> Requirement
Transcribe, exactly and in full, every line from the one including "the ccm logo" to the end of the listing.
[[ Data in this exercise open ]]
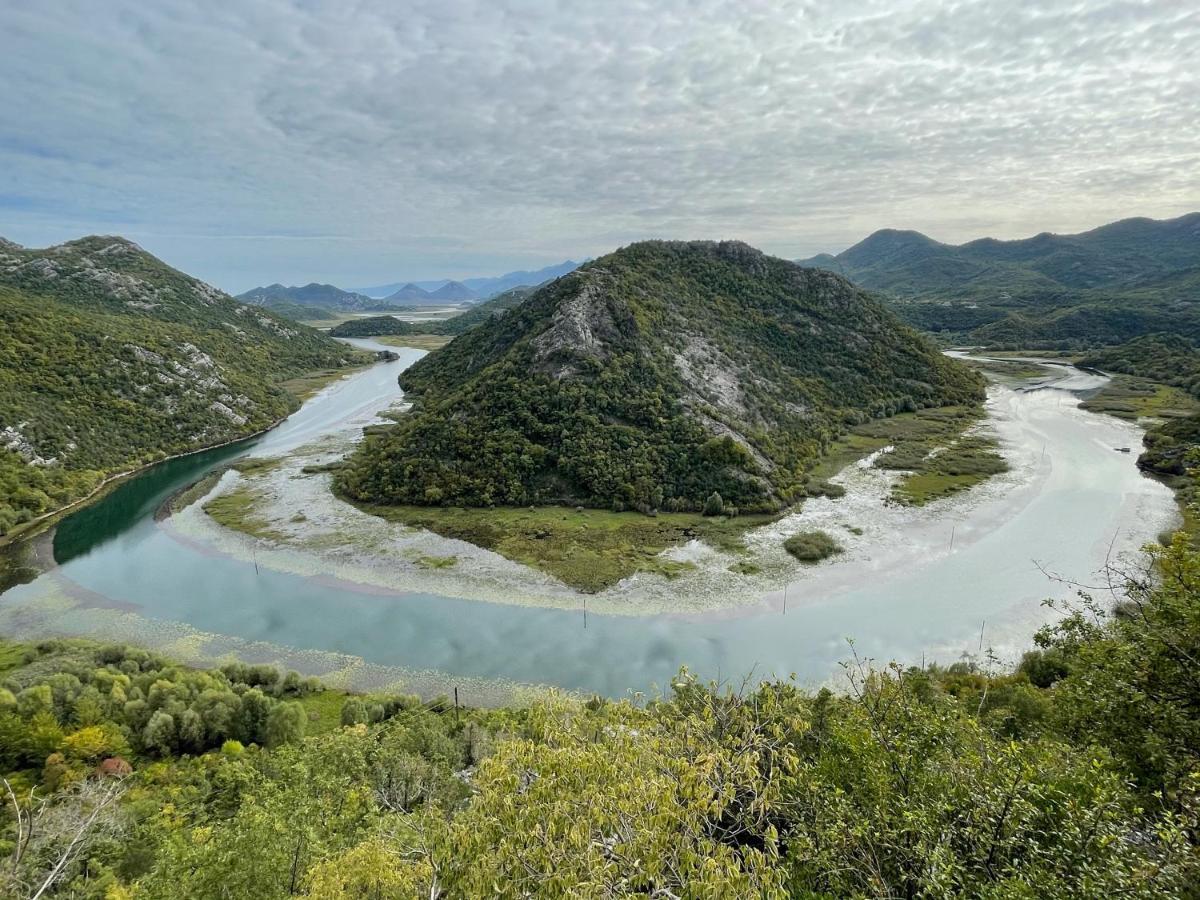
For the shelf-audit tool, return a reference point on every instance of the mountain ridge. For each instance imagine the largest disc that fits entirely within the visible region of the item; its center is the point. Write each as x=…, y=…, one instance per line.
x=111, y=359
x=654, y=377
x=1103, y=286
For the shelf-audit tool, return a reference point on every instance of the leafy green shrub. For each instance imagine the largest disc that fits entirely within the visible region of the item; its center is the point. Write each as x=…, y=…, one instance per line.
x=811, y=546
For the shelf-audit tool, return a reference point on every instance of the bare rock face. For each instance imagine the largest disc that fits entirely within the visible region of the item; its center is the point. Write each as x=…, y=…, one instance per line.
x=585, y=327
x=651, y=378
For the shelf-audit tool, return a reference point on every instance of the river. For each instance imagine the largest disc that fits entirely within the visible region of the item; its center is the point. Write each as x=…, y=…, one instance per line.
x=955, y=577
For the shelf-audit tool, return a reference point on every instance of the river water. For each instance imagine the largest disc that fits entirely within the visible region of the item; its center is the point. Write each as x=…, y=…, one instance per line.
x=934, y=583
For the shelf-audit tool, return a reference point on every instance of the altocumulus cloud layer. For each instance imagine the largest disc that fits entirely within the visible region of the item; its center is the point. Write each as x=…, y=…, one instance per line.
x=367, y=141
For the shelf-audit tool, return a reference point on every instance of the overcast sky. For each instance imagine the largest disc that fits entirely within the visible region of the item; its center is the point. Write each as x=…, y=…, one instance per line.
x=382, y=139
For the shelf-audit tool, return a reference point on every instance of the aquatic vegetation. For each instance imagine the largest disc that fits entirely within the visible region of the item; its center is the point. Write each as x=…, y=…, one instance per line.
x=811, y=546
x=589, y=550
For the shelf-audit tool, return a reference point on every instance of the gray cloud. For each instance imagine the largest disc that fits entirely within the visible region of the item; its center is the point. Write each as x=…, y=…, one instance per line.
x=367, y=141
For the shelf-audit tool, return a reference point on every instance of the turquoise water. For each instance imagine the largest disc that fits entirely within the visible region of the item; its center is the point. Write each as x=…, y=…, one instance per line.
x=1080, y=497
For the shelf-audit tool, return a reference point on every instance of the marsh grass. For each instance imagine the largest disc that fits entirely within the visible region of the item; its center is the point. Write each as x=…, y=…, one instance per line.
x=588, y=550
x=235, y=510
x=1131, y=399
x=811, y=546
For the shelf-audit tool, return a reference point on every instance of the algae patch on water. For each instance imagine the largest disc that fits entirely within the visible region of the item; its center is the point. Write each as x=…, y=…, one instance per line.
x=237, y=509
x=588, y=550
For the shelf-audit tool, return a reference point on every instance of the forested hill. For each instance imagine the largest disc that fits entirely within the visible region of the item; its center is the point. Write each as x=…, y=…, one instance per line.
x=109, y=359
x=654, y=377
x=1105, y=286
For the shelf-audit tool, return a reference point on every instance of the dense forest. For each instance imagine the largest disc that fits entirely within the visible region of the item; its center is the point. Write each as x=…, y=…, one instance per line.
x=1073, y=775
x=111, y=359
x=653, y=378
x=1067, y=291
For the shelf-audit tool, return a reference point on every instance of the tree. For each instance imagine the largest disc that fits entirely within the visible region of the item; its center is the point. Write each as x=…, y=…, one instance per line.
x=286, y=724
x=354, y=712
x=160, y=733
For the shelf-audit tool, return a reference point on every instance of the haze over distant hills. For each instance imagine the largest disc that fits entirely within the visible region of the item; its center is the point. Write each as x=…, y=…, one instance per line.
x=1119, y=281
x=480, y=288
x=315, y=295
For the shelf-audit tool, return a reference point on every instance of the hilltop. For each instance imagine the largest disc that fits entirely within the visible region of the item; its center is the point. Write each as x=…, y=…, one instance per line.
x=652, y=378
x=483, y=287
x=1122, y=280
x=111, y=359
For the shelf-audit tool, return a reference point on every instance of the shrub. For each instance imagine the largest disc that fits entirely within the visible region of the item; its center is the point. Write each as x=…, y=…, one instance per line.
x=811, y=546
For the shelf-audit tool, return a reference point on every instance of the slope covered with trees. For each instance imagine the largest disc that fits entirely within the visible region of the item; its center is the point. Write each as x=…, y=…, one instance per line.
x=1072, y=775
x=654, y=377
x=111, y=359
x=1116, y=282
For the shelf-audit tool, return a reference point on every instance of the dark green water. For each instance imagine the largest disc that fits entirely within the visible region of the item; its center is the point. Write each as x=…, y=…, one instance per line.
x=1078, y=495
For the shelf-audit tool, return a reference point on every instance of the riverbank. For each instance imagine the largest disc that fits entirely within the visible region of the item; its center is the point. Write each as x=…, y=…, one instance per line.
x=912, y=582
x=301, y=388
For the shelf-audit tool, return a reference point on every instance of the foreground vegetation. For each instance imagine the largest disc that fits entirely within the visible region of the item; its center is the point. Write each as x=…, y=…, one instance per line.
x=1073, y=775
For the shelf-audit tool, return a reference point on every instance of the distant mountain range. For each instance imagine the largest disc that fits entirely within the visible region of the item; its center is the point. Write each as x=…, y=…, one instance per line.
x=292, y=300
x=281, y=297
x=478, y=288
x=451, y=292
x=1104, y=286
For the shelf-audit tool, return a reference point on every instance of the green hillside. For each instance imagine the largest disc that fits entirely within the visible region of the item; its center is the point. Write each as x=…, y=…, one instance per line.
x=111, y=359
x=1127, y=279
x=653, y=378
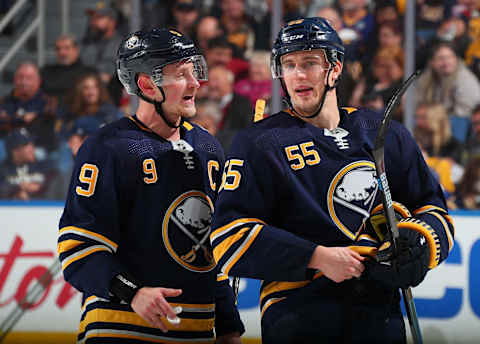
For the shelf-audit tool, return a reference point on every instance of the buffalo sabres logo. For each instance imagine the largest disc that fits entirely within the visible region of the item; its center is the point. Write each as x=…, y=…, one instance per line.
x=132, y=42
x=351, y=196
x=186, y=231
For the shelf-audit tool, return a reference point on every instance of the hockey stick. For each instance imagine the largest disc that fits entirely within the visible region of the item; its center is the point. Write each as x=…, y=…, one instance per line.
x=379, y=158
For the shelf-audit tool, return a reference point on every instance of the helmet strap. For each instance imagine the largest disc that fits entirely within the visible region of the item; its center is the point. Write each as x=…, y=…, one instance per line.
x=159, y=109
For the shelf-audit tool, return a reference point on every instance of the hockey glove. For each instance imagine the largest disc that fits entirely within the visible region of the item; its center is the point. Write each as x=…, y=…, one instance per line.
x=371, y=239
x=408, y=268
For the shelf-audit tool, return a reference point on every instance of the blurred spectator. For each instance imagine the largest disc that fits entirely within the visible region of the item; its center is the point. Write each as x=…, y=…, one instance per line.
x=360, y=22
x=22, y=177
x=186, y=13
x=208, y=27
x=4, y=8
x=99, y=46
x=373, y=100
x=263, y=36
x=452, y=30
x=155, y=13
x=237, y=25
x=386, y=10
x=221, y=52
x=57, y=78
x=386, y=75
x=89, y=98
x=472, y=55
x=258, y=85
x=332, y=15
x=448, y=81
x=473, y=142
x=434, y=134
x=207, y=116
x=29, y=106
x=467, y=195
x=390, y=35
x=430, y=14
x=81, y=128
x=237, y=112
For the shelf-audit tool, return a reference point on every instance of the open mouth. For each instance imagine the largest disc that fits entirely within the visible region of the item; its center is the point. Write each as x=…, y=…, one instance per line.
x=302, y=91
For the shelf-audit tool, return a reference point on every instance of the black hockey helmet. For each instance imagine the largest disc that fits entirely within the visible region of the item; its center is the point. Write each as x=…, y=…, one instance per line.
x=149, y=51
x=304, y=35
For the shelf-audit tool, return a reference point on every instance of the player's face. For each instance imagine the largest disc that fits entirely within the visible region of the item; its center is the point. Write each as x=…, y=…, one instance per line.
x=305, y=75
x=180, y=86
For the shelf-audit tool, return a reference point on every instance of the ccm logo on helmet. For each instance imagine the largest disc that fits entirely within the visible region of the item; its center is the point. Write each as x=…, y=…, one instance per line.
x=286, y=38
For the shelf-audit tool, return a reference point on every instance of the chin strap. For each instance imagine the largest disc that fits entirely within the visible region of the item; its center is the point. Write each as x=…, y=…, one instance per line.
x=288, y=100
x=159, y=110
[[ Data in this exercise closed ]]
> Result
For the shelf-audit tool, return a reference point on every instance of the ccm logo on helmet. For each instance imagine the largest disc that fits entirely within the visible region of the item; its center is the point. Write each as x=…, y=…, one instance per line.
x=286, y=38
For the shelf-audit tool, return a reference point on every instance of the chin strap. For each instance imagine the largest disc that fits entirely within the visible region of the item; its center is the point. Write each as x=…, y=…, one instance per line.
x=288, y=100
x=159, y=110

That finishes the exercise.